Count the lines in the listing below that contain the word "wrist", and reply with that number only.

---

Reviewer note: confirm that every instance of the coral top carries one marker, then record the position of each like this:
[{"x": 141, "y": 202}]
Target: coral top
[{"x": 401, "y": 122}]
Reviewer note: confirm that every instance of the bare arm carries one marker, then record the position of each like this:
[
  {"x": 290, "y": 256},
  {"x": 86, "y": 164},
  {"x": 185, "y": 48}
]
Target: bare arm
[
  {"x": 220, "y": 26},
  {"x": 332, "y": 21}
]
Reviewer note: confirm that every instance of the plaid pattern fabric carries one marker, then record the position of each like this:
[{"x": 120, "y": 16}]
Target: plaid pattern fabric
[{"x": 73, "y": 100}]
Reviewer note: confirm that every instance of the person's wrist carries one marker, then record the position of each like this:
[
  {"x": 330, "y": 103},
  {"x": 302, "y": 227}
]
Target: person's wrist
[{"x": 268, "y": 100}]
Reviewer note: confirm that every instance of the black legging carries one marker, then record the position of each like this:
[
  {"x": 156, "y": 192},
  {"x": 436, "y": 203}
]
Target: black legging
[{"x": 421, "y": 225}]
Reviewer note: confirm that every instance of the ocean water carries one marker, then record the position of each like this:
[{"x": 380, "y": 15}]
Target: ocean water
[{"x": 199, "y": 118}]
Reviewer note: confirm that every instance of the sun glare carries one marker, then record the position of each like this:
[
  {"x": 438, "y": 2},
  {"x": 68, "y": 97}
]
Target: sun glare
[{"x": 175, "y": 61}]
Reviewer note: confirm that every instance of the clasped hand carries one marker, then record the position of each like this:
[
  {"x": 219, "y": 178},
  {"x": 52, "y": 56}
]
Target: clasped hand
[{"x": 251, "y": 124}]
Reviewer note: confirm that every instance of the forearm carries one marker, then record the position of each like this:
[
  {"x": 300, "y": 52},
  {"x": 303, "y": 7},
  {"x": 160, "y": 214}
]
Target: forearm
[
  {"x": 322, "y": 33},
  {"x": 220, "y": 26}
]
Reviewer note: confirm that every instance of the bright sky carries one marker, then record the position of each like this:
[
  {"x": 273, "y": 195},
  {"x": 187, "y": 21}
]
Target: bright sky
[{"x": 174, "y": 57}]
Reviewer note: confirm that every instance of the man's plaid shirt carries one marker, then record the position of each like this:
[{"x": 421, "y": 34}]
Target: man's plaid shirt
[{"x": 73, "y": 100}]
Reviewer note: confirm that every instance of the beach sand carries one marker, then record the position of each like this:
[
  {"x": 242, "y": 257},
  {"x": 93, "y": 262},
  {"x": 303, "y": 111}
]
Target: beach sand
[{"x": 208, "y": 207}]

---

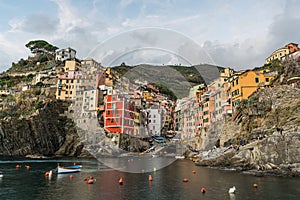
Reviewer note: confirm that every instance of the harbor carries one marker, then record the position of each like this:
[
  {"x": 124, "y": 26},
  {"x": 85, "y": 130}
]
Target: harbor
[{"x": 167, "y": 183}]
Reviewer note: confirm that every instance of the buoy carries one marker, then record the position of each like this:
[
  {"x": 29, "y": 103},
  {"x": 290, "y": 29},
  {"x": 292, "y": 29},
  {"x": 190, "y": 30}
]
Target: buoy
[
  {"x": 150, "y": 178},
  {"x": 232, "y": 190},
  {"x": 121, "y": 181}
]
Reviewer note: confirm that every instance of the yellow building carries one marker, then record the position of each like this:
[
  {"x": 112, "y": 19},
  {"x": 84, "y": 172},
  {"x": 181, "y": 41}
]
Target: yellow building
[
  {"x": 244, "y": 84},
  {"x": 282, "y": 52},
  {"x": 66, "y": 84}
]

---

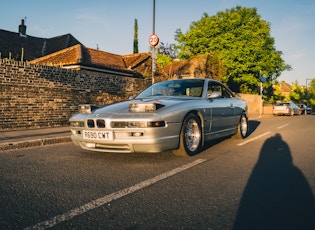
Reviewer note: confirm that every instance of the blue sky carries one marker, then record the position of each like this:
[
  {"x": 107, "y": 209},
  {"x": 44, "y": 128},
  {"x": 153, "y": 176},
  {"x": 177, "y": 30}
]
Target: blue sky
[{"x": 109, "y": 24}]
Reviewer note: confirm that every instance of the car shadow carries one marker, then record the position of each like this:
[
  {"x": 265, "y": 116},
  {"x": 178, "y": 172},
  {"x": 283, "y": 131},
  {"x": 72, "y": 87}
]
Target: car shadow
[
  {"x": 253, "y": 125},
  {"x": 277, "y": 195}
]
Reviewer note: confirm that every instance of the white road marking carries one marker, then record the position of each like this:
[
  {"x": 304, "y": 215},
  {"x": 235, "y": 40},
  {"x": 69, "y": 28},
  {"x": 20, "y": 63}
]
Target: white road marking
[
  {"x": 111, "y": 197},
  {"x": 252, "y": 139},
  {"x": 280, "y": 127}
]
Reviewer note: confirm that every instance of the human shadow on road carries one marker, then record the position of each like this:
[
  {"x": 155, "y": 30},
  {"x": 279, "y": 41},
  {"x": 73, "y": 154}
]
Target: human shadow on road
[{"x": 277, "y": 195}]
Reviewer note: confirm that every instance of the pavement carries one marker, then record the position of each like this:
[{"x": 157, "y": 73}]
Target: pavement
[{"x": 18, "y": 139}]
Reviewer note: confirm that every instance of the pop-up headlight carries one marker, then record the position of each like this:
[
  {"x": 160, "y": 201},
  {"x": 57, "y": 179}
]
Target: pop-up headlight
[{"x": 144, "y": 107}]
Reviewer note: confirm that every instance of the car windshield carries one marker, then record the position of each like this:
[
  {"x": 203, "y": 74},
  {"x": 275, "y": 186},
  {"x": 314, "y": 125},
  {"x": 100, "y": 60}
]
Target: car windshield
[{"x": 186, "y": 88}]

---

CORRECT OUTPUT:
2